### MATERIAL SHOWN
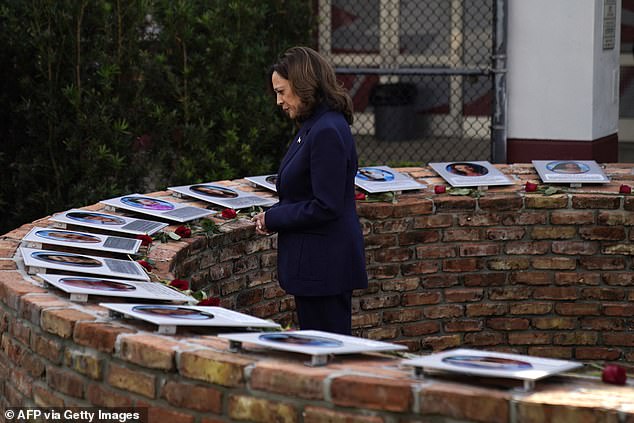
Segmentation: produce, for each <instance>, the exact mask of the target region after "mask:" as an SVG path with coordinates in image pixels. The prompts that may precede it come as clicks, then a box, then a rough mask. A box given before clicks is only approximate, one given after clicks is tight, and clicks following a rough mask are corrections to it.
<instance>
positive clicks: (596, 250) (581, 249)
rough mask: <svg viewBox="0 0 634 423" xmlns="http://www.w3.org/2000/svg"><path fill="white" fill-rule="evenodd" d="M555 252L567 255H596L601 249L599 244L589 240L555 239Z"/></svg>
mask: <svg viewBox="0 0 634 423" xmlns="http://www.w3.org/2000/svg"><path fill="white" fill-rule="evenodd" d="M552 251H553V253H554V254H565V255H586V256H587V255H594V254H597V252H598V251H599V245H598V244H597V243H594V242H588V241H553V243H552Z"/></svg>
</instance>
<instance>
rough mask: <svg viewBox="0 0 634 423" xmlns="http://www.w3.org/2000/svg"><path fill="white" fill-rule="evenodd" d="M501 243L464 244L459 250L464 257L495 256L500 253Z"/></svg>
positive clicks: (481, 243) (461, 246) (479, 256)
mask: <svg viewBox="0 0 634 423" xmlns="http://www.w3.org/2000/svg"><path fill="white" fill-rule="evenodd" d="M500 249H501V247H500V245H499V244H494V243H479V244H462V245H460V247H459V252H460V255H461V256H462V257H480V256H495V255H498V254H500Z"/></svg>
######
### MATERIAL SHOWN
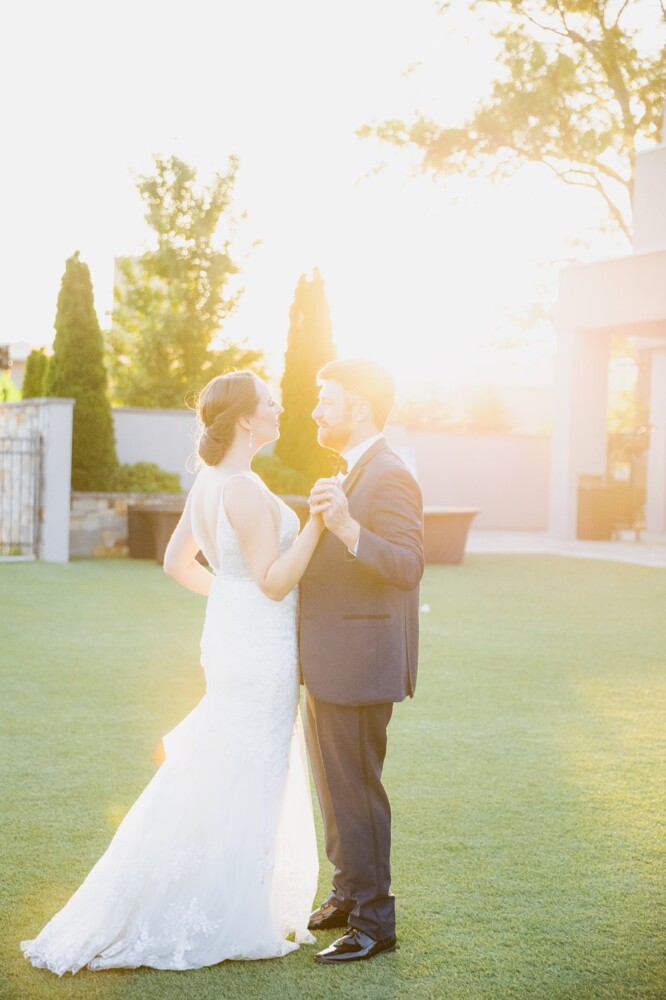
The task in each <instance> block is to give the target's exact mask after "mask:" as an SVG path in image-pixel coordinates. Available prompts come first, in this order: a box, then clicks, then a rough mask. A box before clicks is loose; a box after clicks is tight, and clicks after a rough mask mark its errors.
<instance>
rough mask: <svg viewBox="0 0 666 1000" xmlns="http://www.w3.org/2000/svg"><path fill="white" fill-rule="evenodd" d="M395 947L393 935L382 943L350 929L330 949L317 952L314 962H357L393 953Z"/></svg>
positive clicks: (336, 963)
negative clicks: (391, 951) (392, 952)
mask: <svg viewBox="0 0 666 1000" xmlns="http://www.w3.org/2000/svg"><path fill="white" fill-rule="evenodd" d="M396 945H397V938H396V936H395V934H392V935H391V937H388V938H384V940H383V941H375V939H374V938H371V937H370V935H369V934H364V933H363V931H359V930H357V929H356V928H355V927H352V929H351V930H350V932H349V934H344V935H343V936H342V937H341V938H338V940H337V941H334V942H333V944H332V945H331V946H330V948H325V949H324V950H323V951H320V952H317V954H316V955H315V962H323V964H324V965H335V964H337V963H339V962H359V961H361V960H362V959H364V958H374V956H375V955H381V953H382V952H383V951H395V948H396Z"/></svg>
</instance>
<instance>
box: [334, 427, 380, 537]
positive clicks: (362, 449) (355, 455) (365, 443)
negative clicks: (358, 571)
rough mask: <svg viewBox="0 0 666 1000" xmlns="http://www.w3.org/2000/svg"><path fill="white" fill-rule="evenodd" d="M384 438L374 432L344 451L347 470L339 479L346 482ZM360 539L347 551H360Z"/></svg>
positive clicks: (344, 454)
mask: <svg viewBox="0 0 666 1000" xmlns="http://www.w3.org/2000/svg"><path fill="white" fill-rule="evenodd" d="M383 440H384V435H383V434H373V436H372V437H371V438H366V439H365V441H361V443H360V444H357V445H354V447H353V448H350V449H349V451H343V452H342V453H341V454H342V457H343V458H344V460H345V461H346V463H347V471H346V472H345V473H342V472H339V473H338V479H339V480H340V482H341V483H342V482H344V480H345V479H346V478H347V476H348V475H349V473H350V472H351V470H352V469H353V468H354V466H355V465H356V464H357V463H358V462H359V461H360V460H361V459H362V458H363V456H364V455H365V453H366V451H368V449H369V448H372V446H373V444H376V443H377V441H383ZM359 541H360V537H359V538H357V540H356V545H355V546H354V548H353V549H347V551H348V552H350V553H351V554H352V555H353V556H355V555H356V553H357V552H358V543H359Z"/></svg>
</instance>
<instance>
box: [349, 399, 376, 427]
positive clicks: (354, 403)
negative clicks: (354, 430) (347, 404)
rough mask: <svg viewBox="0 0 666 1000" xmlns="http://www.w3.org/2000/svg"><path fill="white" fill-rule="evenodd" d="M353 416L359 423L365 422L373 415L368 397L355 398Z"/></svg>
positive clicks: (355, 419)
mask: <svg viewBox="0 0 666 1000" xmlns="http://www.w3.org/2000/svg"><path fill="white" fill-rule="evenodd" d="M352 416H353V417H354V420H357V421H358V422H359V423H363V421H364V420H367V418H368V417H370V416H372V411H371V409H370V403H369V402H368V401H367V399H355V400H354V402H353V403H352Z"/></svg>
######
### WHAT IS REQUIRED
Find "negative clicks: (358, 571)" in the entries above and copy that whole line exactly, then each line after it through the line that contains "416L359 423L365 422L373".

### THE COMPLETED TASK
negative clicks: (358, 571)
rough mask: <svg viewBox="0 0 666 1000" xmlns="http://www.w3.org/2000/svg"><path fill="white" fill-rule="evenodd" d="M384 438L374 432L344 451L347 470L339 479L346 482ZM360 539L347 551H360Z"/></svg>
positive clicks: (344, 454)
mask: <svg viewBox="0 0 666 1000" xmlns="http://www.w3.org/2000/svg"><path fill="white" fill-rule="evenodd" d="M383 440H384V435H383V434H373V436H372V437H371V438H366V439H365V441H361V443H360V444H357V445H354V447H353V448H350V449H349V451H343V452H342V453H341V454H342V457H343V458H344V460H345V461H346V463H347V471H346V472H345V473H342V472H339V473H338V479H339V480H340V482H341V483H342V482H344V480H345V479H346V478H347V476H348V475H349V473H350V472H351V470H352V469H353V468H354V466H355V465H356V464H357V463H358V462H359V461H360V460H361V459H362V458H363V456H364V455H365V453H366V451H368V449H369V448H372V446H373V444H376V443H377V441H383ZM359 541H360V537H359V538H357V540H356V545H355V546H354V548H353V549H347V551H348V552H350V553H351V554H352V555H353V556H355V555H356V553H357V552H358V543H359Z"/></svg>
</instance>
<instance>
box: [349, 399, 376, 427]
positive clicks: (354, 403)
negative clicks: (354, 430) (347, 404)
rough mask: <svg viewBox="0 0 666 1000" xmlns="http://www.w3.org/2000/svg"><path fill="white" fill-rule="evenodd" d="M353 416L359 423L365 422L373 415L368 397L355 398Z"/></svg>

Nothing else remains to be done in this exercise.